EXCERPTED PASSAGE:
# P&O Rip Off



## devonidiot (Mar 10, 2006)

For the past few years I've had a number of Airmiles which I was thinking of ditching. However, last month I rang them to find out if they were still usable for cross channel ferries.

Due to the short notice of travel they charged me 1700 Airmiles plus £2.50 for the return fare on P&O Dover to Calais. The return trip was planned for next Wednesday, the 22nd. Due to various circumstances we decided to return yesterday, Sunday, on the 11.40am ferry. On going to the P&O office to arrange the change, expecting a surcharge in the range £10-£15. Imagine my shock at being told that the surcharge was £60! The clerk stated that the actual surcharge was even higher but they were limited to a maximum of £60. I could have bought a single ticket on Sea France for the same price.

Needless to say I have written to both Airmiles and P&O to find out why such a massive charge was made.


----------



## asprn (Feb 10, 2006)

Presumably there was small print which you didn't notice?

Dougie.


----------



## HarleyDave (Jul 1, 2007)

*P & O rip off merchants for changes to crossing*

I have posted on this before but it still winds me up

I will NEVER use P&O again

On the bike they charged me more than the full return fare to change a crossing time back to UK (probably was £60)

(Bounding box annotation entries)
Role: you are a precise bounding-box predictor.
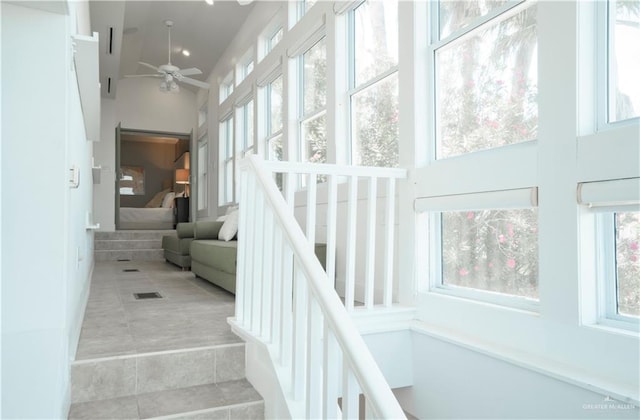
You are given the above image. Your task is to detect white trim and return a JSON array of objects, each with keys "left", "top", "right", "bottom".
[
  {"left": 234, "top": 86, "right": 255, "bottom": 108},
  {"left": 414, "top": 187, "right": 538, "bottom": 212},
  {"left": 287, "top": 14, "right": 327, "bottom": 58},
  {"left": 256, "top": 56, "right": 282, "bottom": 87},
  {"left": 577, "top": 178, "right": 640, "bottom": 207}
]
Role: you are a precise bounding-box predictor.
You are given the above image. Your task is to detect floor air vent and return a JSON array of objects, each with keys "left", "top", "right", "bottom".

EXERCISE INSTRUCTIONS:
1) Answer these from the P&O thread:
(a) What was the charge for the return fare on P&O Dover to Calais?
(b) What maximum surcharge did the clerk say they were limited to?
(c) What does HarleyDave say he will never do again?
2) From the P&O thread, extract word for word the stretch from "Due to the short" through "the same price.".

RESPONSES PER TASK:
1)
(a) 1700 Airmiles plus £2.50
(b) £60
(c) Use P&O

2)
Due to the short notice of travel they charged me 1700 Airmiles plus £2.50 for the return fare on P&O Dover to Calais. The return trip was planned for next Wednesday, the 22nd. Due to various circumstances we decided to return yesterday, Sunday, on the 11.40am ferry. On going to the P&O office to arrange the change, expecting a surcharge in the range £10-£15. Imagine my shock at being told that the surcharge was £60! The clerk stated that the actual surcharge was even higher but they were limited to a maximum of £60. I could have bought a single ticket on Sea France for the same price.